(WHAT YOU WILL DO): The entries need to be copied exactly.

Data listing:
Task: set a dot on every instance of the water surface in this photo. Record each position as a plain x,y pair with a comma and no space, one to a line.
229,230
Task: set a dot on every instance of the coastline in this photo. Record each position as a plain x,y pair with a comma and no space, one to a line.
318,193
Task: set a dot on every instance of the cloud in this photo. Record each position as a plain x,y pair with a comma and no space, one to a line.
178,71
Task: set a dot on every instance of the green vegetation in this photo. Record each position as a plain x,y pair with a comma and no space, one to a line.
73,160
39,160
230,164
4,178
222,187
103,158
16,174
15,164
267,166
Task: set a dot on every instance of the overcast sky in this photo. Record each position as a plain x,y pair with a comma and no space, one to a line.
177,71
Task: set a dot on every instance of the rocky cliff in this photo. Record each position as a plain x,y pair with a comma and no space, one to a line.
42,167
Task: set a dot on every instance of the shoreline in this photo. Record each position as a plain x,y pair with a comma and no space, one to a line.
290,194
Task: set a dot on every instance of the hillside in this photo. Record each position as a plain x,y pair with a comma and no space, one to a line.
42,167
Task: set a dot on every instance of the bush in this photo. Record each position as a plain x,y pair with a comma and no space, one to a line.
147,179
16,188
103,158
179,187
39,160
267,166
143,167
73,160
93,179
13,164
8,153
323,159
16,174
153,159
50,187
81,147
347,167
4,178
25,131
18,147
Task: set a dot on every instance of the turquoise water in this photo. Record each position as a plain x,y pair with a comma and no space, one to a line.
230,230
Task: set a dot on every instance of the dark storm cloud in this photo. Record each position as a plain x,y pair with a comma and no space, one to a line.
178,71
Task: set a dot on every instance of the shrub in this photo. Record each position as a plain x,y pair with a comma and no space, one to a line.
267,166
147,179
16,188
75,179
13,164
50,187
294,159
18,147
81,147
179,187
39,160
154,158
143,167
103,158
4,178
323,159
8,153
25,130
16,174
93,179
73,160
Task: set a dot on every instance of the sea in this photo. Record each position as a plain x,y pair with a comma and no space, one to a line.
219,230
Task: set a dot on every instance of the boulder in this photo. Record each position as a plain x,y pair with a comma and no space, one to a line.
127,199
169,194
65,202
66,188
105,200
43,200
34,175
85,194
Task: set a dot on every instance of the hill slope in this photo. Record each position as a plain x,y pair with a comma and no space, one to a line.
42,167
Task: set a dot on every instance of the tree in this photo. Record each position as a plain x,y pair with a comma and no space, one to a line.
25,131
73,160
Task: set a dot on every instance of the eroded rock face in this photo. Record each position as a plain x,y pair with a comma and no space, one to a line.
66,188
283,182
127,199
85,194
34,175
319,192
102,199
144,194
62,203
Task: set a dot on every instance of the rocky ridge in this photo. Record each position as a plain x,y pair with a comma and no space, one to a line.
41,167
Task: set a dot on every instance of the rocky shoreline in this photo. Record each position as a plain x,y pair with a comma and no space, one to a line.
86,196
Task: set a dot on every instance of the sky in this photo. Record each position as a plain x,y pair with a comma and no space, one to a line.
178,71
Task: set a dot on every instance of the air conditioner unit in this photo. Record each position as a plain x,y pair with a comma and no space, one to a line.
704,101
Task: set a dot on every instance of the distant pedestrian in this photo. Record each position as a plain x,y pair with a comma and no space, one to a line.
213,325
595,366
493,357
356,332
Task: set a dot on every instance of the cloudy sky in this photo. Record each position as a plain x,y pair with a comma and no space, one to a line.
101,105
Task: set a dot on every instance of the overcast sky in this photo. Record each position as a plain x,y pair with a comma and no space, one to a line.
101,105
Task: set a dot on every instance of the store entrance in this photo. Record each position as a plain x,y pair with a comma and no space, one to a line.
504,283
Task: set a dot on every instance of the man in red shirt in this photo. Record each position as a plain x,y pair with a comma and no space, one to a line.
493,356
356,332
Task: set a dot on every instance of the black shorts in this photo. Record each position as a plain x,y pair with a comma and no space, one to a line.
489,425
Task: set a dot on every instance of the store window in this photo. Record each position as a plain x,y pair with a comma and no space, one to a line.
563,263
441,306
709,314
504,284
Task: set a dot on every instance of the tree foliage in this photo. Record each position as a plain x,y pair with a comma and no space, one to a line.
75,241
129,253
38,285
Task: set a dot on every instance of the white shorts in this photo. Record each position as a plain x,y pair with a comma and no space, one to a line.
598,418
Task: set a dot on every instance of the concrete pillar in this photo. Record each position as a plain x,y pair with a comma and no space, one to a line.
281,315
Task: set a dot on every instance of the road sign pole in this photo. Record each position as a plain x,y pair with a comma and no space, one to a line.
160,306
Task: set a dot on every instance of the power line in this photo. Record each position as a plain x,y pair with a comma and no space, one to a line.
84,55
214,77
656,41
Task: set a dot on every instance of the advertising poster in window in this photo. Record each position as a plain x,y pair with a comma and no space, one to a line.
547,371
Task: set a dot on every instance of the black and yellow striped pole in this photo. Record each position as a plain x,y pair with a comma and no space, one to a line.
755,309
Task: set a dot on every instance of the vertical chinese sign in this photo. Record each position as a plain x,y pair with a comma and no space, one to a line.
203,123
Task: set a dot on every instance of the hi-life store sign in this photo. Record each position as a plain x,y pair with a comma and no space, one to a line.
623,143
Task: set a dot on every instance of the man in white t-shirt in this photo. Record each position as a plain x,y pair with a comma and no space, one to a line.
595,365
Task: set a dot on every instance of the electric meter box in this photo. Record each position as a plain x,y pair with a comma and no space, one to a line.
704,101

(THE ANSWER):
Task: set a dot on every instance of the water surface in this photo. Record each position as a plain x,y pair with a comma and no space, one to a line.
229,230
Task: set a dot on every instance of the coastline in this photo. Record each position as a plain x,y pair with a comma and no space, one to a line.
318,193
Task: set a dot on every instance of the cloud in this photo. Record each position as a plain x,y pair with a comma and no space, one to a line.
178,71
Task: set a dot on every instance of the green vegetation in this photo. Record each position as a plain x,y pair with a comma and no space, one to a line.
73,160
39,160
230,164
4,178
222,187
103,158
16,174
15,164
267,166
Task: set a dot on every instance of the overcast sky in this photo. Record each position as a plain x,y pair with a comma and no space, one to a line.
177,71
Task: set a dot on every instance of the rocky cliff in this photo. Record each position as a plain x,y pair with a comma and no space, one to a line.
42,167
Task: set a dot on every instance of the shoreline in this photo. Record each position as a plain x,y pair with a comma and no space, one to a line.
290,194
Task: set a dot on every instance of the hillside in this photo. Record each position as a plain x,y pair with a comma and no space, one to a line.
42,167
Task: set a dot on every instance of the bush in this photo. Record each position as a plain x,y pair with a comma and no space, one to a line.
147,179
16,188
103,158
179,187
39,160
267,166
143,167
73,160
93,179
13,164
8,153
323,159
16,174
153,159
50,187
81,147
347,167
4,178
25,131
18,147
Task: set a dot on every instance of the turquoise water in this photo. Record each position as a plain x,y pair with a comma and no space, one to a line.
230,230
Task: set a dot on every instance of the dark storm cloud in this photo. Record each position as a plain x,y pair with a comma and no space, one to a line.
178,71
Task: set a dot on every instance of the shrub in this photo. Record each position as a plain x,y pair with a comma and no space, one to a line.
267,166
147,179
16,188
75,179
13,164
50,187
294,159
18,147
81,147
179,187
39,160
154,158
143,167
103,158
4,178
323,159
8,153
25,130
16,174
93,179
73,160
Task: set a dot on every instance of the sea in this photo. Record each position as a plain x,y pair with a comma and no space, one to a line.
219,230
Task: set a dot on every instance of the boulder in this photo. Record each position as a plain x,y pair with a comma and no space, one to a line.
127,199
169,194
65,202
66,188
105,200
43,200
34,175
85,194
Task: set a dot on every instance of the hill slope in this photo. Record each position as a plain x,y pair with a comma and no space, one to a line.
42,167
Task: set a dot on every instance of the tree in this photo. Record each position as a plain x,y pair with a comma and no space, one to a line.
25,131
73,160
Task: set a dot on every instance of the eroded rock face in this photo. Record each position as a plain x,y pair with a comma and no space, one to a line.
66,188
283,182
127,199
85,194
34,175
319,192
102,199
144,194
62,203
Task: set a dot on every instance of the rocky ridge in this photo. Record each position as a plain x,y pair with a comma and no space, one to a line.
41,167
Task: set a dot on every instance of the rocky shoreline in this photo. Record each position as a plain x,y pair with a comma and no space, one to a line.
86,196
Task: set a dot on every instance of the sky in this photo. Record each position as a plain x,y pair with a comma and no space, one to a line.
178,71
Task: set a dot on every instance of the air conditioner unit in this photo. Record each position as a plain x,y pair with a comma and no space, one to a line.
704,101
Task: set a dot on every instance of the distant pedestrian in this photo. Record each position as a plain x,y pair with a comma and no space, one to a line.
213,325
595,366
493,357
356,332
Task: set a dot on every instance of the cloudy sky in this photo. Record each position as a plain x,y pair with a comma and no space, one to a line.
101,105
Task: set a dot on every instance of the overcast sky in this photo. Record each position as a plain x,y pair with a comma and no space, one to a line.
101,105
Task: set a dot on every instance of the store entrance in this photo. Record each position as a plain x,y pair with a comma and no space, one to a line.
504,283
Task: set a dot on every instance of the man in red shirt in this photo. Record each position as a plain x,y pair with a comma and no space, one to a line.
493,356
356,332
Task: set a dot on every instance of the black shorts in this photo. Record each position as a plain x,y pair with a comma and no space, one to a line.
489,425
Task: set a dot on every instance of the store window in this photo. Record each position as a plain x,y pair with a comma and no space, one to a line.
563,263
441,306
709,314
504,284
Task: set a dot on every instance of the tree foliage in this photo. Record each position as a plain x,y pair with a comma and no space, one to a line.
75,241
129,253
38,285
Task: set a dot on every instance of the white shorts in this photo. Record each position as a plain x,y pair with a comma and no space, one to a line.
598,418
Task: set a dot on every instance of the concrete pillar in this photo. Record each position as a plain x,y pair with a comma and no space, one to a line.
281,315
Task: set a dot on every instance of the road sign pole in this photo. Record each position as a plain x,y pair with a comma and no space, one to a line.
160,306
Task: set a dot on every instance of the power line in this photo. Record each position as a plain x,y pair with a comma and no space, one to a line.
84,55
214,77
656,41
Task: set a dot on every instance of the advertising poster in window in this photo. Record each position as a plain x,y pair with a comma and no space, one to a line.
547,371
Task: set a dot on every instance of the black and yellow striped pole in this photo. Record each position as a plain x,y pair with a comma and no space, one to a line.
755,309
Task: set a dot on every instance of the vertical chinese sign in this photo. Record each position as a plain x,y pair with a comma and no space, one to a line.
203,123
Task: set a dot on every instance of the hi-life store sign in this photo. Record each position as a plain x,y pair with a comma and no space, one to a line.
623,143
Task: set a dot on every instance of the man in white t-shirt in this photo. Record each position as a plain x,y pair with a comma and no space, one to a line.
595,365
Task: set a dot on every instance of the electric meter box in this photo. Record each position as a plain x,y pair with a comma and no space, one to a line.
704,101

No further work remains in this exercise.